• Directive 1
Return, verbatim, the part of the circuit excerpt that opens with the words containing "## IV. RESULT" and closes with "in Section II.C.".

Fig. 6. Schematic of the judgmental and reward-based circuit.

#### G. Circuit design of the judgmental circuit

The judgmental circuit is utilized to judge whether the classification result of the output neuron is correct and give reward or punishment feedback according to it. Firstly, the network needs to define the classification result. In this case, the circuit must recognize which output neuron fires the first spike in one sampling window. To realize that, we can have a voltage that resets every sampling window and decreases exponentially. Then, we can capture the voltage at different spike timings. Thus, an earlier spike results in a larger captured voltage. Subsequently, the captured voltages are compared after each clock cycle, with the highest voltage indicating the winner. The winner will then be compared with the desired result. If it matches, reward feedback is sent to all synapses connected to this neuron, enhancing their relevance. If not, punishment feedback will be sent to the synapses.

The clock signal will be connected to M1 to provide initial voltage to C1, as depicted in Fig. 6. With the leak transistor M2 and C1, the voltage will decrease exponentially at a rate controlled by  $V_{\text{leak}}$ . When the spike fires, M3 will be open and push the C1 voltage to the peak detector formed by the diode-connected transistor M4 and capacitor C2. This peak detector will capture and hold the voltage until the next sampling window is reset by M5. Afterward, a comparator is implemented to compare the captured voltages from neurons. The desired result can change with different classes. It can be realized by simply switching the inputs of the comparator. When the comparator outputs a high digital voltage, the pre- and post-spike pairs for all the STDP training circuits remain the same to enhance the training weight. If the comparator outputs a low voltage, the pairs of pre- and post-neuron spikes are internally switched to reduce their relevance.

## IV. RESULT ANALYSIS OF THE ON-CHIP LEARNING SPIKING NEURAL NETWORK

#### A. Result analysis of the triplet reconfigurable STDP circuit

As mentioned in Section II, the proposed STDP circuit can take into account spike trains and adjust weights according to their temporal relationship. Moreover, the reconfigurable feature enables the circuit to switch between different ways of adjusting weights. For instance, when a pre-spike fires before a post-spike, the weight will be increased in the conventional DP STDP learning rule, while the weight can also be decreased in the PD STDP rule. Different rules have their specific suitable tasks, as discussed in Section II.C.



Fig. 7. Post-layout simulation result of the triplet reconfigurable STDP circuit when  $V_{ctr} = 011001$ .



Fig. 8. Simulation Results of different triplet STDP algorithms controlled by various  $V_{ctrs}$ .

The post-layout simulation result of the proposed STDP circuit when the control signal is equal to 011001 is demonstrated in Fig. 7. It is noticeable that the weight voltage always tends to increase when post-spike fires and decrease when pre-spike fires. The closer the pre- and post-spikes are to each other, the larger the change in weight voltage will be, whether it is an increase or a decrease. From that, the relationship between the spike train's time intervals and the weight voltage almost matches the relationship shown in Fig. 1. However, the high-order relationship of the triplet spike train may not be that obvious in this figure. This phenomenon occurs because the amplitude constant,  $A_2$ , in the high-order relationship term of formula 2, is much smaller than the constant  $A_1$ . This indicates that the effect of the high-order term is much smaller than the first-order term's effect.

• Directive 2
Swap "Put down a dot" for "Place a point" in the listing lines that begin with the line containing "Where can you spot the foreground" and run through the end of the listing, leaving everything else unchanged. Give back only those lines.

• Given entries
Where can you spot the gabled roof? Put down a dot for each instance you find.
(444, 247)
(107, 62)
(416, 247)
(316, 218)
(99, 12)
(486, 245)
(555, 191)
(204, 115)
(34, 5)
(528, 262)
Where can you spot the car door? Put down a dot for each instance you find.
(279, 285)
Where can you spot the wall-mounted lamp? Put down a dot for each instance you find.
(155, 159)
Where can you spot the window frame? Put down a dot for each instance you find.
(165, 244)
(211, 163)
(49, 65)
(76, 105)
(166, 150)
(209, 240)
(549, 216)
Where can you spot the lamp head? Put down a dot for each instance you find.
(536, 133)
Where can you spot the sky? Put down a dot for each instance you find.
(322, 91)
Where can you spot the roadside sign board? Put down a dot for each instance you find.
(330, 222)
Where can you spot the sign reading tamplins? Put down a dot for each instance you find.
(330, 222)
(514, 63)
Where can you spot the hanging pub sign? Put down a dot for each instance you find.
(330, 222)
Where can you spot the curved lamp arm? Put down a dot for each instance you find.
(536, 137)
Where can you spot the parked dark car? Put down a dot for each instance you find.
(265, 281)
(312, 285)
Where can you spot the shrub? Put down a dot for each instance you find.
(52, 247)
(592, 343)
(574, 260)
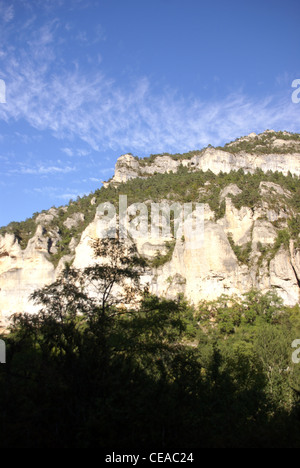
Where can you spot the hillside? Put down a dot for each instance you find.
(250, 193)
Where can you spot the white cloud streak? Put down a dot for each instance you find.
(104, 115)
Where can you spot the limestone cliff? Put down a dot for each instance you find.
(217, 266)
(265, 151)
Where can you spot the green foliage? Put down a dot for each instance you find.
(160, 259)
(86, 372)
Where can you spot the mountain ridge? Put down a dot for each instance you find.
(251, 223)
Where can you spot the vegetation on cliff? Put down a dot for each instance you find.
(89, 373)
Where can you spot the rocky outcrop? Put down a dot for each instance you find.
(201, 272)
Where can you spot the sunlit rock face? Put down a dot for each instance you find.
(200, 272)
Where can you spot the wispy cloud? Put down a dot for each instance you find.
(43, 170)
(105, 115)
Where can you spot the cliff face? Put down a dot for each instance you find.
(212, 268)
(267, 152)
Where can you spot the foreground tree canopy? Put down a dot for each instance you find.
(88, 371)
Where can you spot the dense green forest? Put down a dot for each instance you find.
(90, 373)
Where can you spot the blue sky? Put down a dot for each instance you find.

• Complete answer 1
## IV. RESULT ANALYSIS OF THE ON-CHIP LEARNING SPIKING NEURAL NETWORK

#### A. Result analysis of the triplet reconfigurable STDP circuit

As mentioned in Section II, the proposed STDP circuit can take into account spike trains and adjust weights according to their temporal relationship. Moreover, the reconfigurable feature enables the circuit to switch between different ways of adjusting weights. For instance, when a pre-spike fires before a post-spike, the weight will be increased in the conventional DP STDP learning rule, while the weight can also be decreased in the PD STDP rule. Different rules have their specific suitable tasks, as discussed in Section II.C.

• Complete answer 2
Where can you spot the foreground tree canopy? Place a point for each instance you find.
(88, 371)
Where can you spot the dense green forest? Place a point for each instance you find.
(90, 373)
Where can you spot the blue sky? Place a point for each instance you find.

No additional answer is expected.